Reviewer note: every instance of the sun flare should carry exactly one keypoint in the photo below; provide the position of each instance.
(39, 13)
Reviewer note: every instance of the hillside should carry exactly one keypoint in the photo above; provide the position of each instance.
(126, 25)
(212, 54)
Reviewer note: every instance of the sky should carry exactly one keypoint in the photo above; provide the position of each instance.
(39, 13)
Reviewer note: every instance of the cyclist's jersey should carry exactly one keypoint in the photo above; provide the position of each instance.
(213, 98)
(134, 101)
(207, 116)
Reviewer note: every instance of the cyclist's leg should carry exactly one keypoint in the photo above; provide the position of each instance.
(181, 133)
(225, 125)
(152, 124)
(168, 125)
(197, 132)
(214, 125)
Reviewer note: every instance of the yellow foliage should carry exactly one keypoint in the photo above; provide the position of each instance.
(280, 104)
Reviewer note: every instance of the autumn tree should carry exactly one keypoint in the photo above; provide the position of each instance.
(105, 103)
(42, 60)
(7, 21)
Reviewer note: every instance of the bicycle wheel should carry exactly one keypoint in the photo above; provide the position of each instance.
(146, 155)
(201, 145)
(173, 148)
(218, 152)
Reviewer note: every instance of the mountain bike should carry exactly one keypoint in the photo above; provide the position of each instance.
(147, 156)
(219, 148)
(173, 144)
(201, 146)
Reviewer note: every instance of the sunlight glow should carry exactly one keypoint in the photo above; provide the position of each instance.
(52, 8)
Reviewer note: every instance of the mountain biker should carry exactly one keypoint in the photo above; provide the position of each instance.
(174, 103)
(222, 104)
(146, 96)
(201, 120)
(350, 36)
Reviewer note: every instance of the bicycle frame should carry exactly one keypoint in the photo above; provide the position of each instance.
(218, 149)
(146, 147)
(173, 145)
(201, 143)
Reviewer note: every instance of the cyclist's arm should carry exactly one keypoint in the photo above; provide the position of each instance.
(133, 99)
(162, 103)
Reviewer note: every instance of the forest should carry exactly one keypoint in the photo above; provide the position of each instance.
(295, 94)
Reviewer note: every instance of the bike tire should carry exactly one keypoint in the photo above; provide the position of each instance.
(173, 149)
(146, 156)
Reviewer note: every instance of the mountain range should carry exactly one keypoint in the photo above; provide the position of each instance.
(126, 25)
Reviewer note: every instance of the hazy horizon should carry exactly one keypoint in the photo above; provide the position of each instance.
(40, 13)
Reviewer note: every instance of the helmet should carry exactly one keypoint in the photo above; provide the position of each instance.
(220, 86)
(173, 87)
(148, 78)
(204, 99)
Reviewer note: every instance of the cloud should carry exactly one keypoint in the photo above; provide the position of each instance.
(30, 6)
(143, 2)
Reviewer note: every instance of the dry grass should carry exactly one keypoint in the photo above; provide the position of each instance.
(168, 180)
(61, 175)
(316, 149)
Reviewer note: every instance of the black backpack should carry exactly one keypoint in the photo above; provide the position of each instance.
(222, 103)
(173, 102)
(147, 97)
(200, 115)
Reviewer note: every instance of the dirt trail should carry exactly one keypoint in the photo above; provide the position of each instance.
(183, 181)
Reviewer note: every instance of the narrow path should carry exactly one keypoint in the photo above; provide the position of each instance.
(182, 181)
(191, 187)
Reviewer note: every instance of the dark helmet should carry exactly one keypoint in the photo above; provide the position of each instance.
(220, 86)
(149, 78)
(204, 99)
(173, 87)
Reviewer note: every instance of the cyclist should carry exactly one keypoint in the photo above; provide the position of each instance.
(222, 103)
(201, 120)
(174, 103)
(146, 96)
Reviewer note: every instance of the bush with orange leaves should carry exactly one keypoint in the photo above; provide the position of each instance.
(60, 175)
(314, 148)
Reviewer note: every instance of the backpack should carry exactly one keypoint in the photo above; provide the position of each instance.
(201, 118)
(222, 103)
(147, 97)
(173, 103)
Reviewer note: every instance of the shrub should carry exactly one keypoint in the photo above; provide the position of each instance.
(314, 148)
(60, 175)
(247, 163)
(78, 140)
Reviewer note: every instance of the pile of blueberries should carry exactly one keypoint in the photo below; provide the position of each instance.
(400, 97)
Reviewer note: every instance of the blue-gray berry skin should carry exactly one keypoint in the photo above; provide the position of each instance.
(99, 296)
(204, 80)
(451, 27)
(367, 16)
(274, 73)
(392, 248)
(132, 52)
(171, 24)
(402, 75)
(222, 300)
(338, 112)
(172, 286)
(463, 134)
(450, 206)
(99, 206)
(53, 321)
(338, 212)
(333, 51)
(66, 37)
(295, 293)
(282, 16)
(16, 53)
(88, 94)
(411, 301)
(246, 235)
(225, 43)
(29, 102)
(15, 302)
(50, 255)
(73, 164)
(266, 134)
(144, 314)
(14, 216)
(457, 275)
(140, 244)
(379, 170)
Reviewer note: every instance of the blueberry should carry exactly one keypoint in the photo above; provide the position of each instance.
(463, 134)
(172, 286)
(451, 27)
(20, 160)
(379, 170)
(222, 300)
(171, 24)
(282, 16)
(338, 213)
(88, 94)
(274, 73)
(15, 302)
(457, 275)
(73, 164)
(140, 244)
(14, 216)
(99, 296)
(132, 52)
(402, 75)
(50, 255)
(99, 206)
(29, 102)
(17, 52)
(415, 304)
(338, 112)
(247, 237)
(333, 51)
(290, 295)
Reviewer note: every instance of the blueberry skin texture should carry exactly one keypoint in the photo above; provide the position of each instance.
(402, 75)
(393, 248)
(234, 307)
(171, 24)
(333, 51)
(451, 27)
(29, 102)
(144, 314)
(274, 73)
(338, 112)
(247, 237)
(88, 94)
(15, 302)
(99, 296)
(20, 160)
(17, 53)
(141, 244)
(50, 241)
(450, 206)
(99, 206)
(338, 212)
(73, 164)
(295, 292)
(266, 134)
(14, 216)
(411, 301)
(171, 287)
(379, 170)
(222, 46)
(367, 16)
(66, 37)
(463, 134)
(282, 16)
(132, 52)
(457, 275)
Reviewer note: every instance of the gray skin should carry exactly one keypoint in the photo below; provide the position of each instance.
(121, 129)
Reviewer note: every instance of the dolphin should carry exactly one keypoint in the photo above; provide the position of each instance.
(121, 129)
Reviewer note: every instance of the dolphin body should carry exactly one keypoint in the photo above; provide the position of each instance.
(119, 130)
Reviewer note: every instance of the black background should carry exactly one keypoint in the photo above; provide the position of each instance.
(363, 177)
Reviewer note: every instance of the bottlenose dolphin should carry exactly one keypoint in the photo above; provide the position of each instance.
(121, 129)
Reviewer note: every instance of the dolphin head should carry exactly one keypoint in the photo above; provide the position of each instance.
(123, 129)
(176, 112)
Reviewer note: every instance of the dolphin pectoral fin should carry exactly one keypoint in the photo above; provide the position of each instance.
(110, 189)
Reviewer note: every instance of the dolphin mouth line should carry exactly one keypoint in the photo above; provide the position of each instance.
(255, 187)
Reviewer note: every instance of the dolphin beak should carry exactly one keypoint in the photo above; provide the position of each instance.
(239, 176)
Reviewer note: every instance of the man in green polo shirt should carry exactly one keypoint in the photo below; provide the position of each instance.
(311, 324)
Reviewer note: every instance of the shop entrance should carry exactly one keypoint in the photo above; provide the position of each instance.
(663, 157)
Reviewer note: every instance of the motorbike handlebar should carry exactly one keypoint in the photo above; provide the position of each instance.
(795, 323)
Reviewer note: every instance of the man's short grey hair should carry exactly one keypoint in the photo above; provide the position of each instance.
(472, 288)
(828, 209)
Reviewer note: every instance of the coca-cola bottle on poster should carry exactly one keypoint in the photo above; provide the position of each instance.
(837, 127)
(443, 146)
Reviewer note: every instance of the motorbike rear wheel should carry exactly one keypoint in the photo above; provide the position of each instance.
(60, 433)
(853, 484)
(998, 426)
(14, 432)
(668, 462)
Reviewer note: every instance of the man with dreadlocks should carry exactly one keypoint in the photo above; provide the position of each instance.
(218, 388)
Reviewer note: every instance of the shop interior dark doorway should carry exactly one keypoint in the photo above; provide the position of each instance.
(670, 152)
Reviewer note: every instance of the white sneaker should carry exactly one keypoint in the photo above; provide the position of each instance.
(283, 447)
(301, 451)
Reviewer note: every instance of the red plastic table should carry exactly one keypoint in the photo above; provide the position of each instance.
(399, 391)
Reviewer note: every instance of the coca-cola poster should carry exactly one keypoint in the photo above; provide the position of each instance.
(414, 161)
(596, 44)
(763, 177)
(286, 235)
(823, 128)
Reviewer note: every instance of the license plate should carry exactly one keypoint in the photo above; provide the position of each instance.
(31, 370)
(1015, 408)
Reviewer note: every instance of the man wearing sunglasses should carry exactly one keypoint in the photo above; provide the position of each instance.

> [EXERCISE BRIEF]: Reproduce the part of the entries above that opens with the line containing "Reviewer note: every instance of the coca-cola poster" and runs through the last line, keeping every line of text as it stands and adding 45 to each number in the coordinate answers.

> [TASK SOLUTION]:
Reviewer note: every instance of the coca-cola poster should carry exactly one keypoint in the photo above; provide the position of each instance.
(459, 206)
(641, 89)
(808, 222)
(331, 280)
(868, 173)
Reviewer note: every instance of the license plate should carry exactly one keypoint in the photo above; provide the position of each instance.
(76, 415)
(1060, 453)
Reviewer note: every instance of the man wearing sunglasses should carry exactly one keypoint in the photo above; provide the position of each instance.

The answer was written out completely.